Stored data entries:
☆ ☆ ☆

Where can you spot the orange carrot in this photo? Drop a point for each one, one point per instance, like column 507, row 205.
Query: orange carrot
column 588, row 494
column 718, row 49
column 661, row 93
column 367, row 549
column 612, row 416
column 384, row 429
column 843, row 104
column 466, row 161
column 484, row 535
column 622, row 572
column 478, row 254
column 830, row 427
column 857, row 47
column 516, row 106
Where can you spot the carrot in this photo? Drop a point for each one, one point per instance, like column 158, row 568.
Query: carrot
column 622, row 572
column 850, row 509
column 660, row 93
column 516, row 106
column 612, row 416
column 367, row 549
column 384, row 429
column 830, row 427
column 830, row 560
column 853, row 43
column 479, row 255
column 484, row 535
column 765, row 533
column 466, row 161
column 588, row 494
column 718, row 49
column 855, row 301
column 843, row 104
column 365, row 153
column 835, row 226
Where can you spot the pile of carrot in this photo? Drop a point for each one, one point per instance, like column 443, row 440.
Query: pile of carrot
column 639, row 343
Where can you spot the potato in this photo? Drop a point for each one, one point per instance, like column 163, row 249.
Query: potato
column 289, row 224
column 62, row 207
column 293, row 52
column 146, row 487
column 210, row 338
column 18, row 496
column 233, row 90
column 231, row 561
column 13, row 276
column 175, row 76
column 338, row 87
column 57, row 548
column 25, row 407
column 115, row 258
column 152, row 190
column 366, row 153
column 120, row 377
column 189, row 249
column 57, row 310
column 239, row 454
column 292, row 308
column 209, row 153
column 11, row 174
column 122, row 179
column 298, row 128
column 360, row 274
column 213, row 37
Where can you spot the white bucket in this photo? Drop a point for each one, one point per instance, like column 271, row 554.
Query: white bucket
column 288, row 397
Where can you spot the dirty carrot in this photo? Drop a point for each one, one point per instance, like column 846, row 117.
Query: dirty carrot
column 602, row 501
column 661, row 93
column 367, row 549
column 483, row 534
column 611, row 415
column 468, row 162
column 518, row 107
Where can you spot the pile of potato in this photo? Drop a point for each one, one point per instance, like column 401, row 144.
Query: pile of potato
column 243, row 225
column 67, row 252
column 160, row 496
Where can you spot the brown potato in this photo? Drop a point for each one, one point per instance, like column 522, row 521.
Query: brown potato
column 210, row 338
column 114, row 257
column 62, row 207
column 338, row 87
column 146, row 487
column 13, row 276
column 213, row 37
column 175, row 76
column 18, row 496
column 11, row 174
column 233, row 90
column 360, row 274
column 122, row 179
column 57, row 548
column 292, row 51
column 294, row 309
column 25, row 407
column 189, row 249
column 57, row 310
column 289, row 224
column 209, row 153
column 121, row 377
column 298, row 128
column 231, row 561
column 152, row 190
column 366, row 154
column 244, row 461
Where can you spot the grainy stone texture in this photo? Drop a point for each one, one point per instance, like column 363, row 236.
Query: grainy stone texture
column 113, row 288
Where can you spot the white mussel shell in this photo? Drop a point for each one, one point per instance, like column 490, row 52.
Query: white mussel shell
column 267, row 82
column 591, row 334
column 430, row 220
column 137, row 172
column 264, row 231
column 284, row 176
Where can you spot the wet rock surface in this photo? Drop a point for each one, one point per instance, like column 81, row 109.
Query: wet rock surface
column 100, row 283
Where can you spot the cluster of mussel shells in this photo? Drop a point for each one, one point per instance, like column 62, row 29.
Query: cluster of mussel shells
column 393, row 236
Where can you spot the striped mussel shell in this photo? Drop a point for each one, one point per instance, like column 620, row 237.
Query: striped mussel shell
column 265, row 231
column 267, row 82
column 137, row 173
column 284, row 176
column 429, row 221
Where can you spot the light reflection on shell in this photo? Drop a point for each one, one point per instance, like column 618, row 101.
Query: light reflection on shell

☆ ☆ ☆

__WHAT YOU HAVE TO DO__. Your task is to write out every record exactly.

__OUTPUT OF THE TASK__.
Where can you spot the orange carrot in this photo? Drop a point for each one, one point per instance, like column 507, row 205.
Query: orange carrot
column 588, row 494
column 718, row 49
column 661, row 93
column 367, row 549
column 612, row 416
column 384, row 429
column 843, row 104
column 466, row 161
column 484, row 535
column 622, row 572
column 478, row 254
column 830, row 427
column 857, row 47
column 516, row 106
Where can you spot the carrot in this photo? Drop a point for each one, one point per instance, like column 158, row 568.
Query: carrot
column 622, row 572
column 850, row 509
column 660, row 93
column 516, row 106
column 612, row 416
column 367, row 549
column 384, row 429
column 830, row 427
column 830, row 560
column 853, row 43
column 479, row 255
column 484, row 535
column 765, row 533
column 466, row 161
column 588, row 494
column 718, row 49
column 855, row 301
column 843, row 104
column 365, row 153
column 835, row 226
Where can you spot the pile of carrot in this photo? Drop a point for each one, one point per instance, like column 443, row 440.
Query: pile of carrot
column 639, row 343
Where can you spot the potato in this photo? Drop a point for each one, one point per instance, like column 163, row 249.
Query: potato
column 289, row 224
column 62, row 207
column 293, row 52
column 146, row 487
column 210, row 338
column 18, row 496
column 233, row 90
column 231, row 561
column 13, row 276
column 175, row 76
column 338, row 87
column 57, row 548
column 25, row 407
column 115, row 258
column 152, row 190
column 366, row 153
column 120, row 377
column 189, row 249
column 57, row 310
column 239, row 454
column 292, row 308
column 209, row 153
column 11, row 174
column 122, row 179
column 298, row 128
column 360, row 274
column 213, row 37
Where can you spot the white bucket in this photo? Drop a point for each one, one point per instance, like column 271, row 554.
Query: white bucket
column 288, row 397
Where can you spot the dirty carrot in this photo? Drop a point for each one, one point per instance, like column 846, row 117.
Query: dirty carrot
column 602, row 501
column 661, row 93
column 367, row 549
column 483, row 534
column 611, row 415
column 468, row 162
column 518, row 107
Where can you spot the pile of potato in this photo? Drop a point for each one, one point per instance, like column 401, row 144.
Query: pile of potato
column 243, row 225
column 67, row 252
column 160, row 496
Where can you spot the brown potato in this photo? Drop a point for each one, one point per instance, like column 522, row 521.
Query: brown potato
column 210, row 338
column 114, row 257
column 62, row 207
column 338, row 87
column 146, row 487
column 13, row 276
column 213, row 37
column 175, row 76
column 18, row 496
column 11, row 174
column 233, row 90
column 360, row 274
column 122, row 179
column 57, row 548
column 292, row 51
column 294, row 309
column 25, row 407
column 189, row 249
column 57, row 310
column 289, row 224
column 209, row 153
column 121, row 377
column 298, row 128
column 231, row 561
column 152, row 190
column 366, row 154
column 244, row 461
Where can you spot the grainy stone texture in this photo? Drop a point for each one, one point per instance, like column 363, row 236.
Query: grainy stone texture
column 113, row 288
Where can you spot the white mussel shell in this photo? Drop a point for each one, one point per instance, like column 490, row 52.
Query: white mussel shell
column 267, row 82
column 591, row 334
column 430, row 220
column 137, row 172
column 264, row 231
column 284, row 176
Where can you spot the wet rock surface in this photo? Drop a point for each one, one point per instance, like column 81, row 109.
Query: wet rock surface
column 100, row 283
Where can you spot the cluster of mussel shells in this photo? Drop a point for each one, one point per instance, like column 62, row 29.
Query: cluster of mussel shells
column 393, row 236
Where can you spot the striped mussel shell in this photo? Drop a point for each one, one point per instance, like column 620, row 237.
Query: striped mussel shell
column 265, row 231
column 267, row 82
column 137, row 173
column 284, row 176
column 429, row 221
Where can you spot the light reflection on shell in this photo? Drop a point for each one, one point per instance, like column 618, row 101.
Query: light reflection on shell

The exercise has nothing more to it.